= RECORDED INFORMATION =
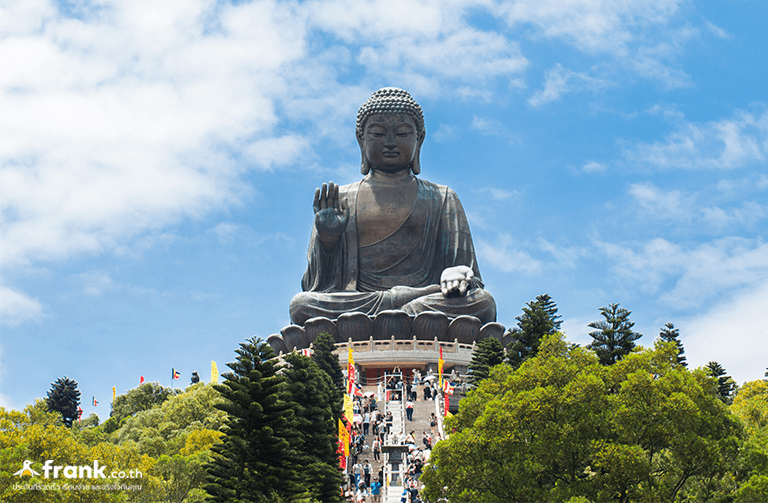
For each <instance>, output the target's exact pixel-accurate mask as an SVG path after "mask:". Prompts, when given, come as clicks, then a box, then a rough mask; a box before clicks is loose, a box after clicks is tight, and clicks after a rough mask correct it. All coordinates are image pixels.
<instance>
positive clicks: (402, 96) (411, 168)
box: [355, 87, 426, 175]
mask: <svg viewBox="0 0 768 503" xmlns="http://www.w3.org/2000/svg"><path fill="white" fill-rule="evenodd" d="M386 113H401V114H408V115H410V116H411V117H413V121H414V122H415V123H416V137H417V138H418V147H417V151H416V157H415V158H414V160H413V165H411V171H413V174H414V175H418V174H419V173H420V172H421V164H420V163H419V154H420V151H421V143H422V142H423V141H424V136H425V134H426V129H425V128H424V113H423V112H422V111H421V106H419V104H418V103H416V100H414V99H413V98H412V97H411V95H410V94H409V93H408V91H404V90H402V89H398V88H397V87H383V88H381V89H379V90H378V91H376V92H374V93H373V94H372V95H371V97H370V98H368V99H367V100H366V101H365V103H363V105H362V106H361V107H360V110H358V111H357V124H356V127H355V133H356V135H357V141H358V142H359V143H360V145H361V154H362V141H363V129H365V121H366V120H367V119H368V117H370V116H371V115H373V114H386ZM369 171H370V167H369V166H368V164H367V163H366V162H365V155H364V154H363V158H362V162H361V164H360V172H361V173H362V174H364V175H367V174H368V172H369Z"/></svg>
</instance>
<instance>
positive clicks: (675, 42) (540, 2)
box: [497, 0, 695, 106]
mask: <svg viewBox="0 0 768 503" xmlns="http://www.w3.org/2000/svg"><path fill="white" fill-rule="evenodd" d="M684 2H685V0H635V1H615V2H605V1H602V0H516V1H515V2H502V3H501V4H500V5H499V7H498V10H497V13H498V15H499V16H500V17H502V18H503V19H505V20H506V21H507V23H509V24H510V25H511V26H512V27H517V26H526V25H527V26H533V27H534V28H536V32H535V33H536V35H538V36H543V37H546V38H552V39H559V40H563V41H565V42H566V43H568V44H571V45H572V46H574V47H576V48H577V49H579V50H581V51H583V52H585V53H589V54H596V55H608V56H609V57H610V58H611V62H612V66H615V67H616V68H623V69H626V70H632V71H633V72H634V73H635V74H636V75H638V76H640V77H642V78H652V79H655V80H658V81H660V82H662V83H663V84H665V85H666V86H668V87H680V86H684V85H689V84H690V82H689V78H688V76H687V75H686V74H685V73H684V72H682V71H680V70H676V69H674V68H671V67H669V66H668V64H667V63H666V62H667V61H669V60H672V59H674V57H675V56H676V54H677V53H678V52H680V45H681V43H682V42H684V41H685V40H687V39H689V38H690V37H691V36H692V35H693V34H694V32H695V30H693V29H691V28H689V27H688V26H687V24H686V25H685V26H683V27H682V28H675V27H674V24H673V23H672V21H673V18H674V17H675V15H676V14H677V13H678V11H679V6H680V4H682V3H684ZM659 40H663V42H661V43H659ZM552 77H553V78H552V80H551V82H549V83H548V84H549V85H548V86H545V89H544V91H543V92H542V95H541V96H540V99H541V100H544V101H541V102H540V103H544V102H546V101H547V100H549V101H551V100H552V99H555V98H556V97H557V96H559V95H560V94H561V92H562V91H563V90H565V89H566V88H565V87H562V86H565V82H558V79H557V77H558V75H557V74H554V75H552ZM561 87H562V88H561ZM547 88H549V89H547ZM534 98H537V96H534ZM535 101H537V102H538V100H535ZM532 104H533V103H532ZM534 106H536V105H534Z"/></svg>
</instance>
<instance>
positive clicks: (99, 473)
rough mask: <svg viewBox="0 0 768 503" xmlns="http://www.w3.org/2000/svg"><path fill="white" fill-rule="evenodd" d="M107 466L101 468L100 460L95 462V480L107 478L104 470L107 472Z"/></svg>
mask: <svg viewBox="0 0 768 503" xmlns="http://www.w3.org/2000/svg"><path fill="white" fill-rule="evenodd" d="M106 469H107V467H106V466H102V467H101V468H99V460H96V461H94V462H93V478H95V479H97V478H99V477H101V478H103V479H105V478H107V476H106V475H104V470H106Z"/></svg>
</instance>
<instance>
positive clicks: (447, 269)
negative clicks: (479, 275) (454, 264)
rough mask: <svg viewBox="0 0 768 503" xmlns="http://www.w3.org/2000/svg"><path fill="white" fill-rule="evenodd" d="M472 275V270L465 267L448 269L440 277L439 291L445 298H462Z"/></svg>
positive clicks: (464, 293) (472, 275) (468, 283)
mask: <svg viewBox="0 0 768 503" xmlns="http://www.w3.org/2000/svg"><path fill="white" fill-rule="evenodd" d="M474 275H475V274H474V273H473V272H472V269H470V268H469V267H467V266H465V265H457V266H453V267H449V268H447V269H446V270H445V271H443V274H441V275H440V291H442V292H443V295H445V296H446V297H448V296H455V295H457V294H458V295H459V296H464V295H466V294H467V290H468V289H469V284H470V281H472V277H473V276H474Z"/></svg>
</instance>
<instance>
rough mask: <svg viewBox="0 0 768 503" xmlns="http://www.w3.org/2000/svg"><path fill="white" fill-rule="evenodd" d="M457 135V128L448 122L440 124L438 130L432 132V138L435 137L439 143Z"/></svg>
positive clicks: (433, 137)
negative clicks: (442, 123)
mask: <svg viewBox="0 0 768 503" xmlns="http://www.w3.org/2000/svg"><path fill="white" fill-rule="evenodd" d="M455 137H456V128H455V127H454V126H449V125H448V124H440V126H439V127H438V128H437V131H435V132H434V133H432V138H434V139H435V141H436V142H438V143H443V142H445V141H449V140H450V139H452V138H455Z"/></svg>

= WORK TASK =
Reproduce the listing word for word, from its beginning up to and including the line containing "box: [355, 87, 426, 175]". Leave out the pictures.

= SOLUTION FOR THIS TASK =
For each <instance>, output the target's exact pixel-accurate mask as an SVG path after "mask:". Prompts, when given, come as clicks, then a box, then a rough mask; a box before clicks is loose, a box after clicks is tight, and clicks after a rough mask correct it. All coordinates are image pixels.
<instance>
positive clicks: (402, 96) (411, 168)
box: [355, 87, 426, 175]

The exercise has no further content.